*Input*

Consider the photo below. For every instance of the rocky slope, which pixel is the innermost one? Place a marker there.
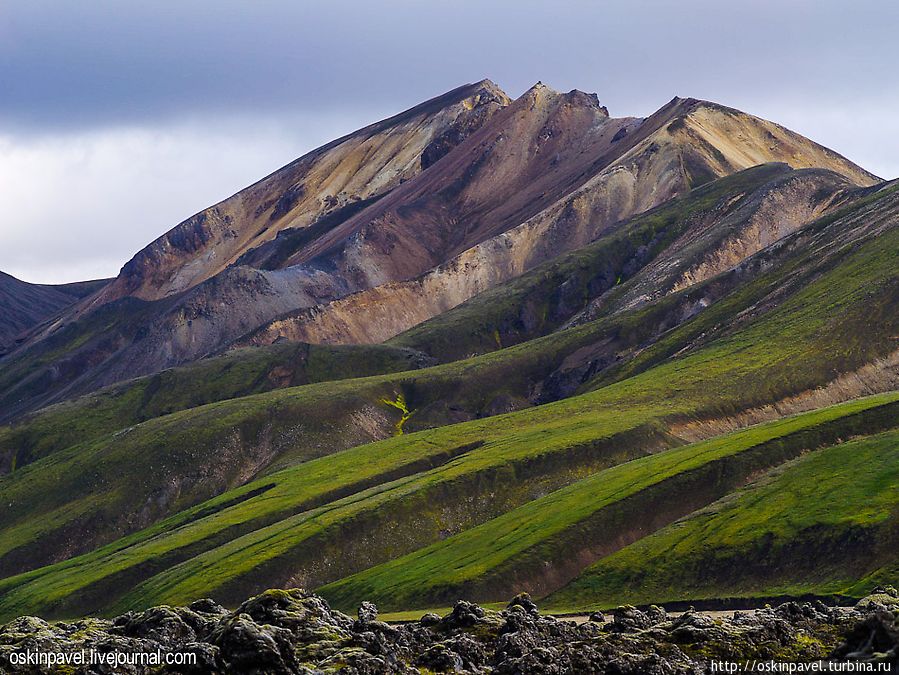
(805, 322)
(292, 631)
(24, 305)
(332, 180)
(401, 221)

*Task objective*
Word for word, return the material above, but drop the pictures.

*Task response*
Consider the photo below. For every instance of the rocky slope, which pixel is the innermost one? Place a marker there.
(805, 322)
(292, 631)
(24, 305)
(332, 180)
(401, 221)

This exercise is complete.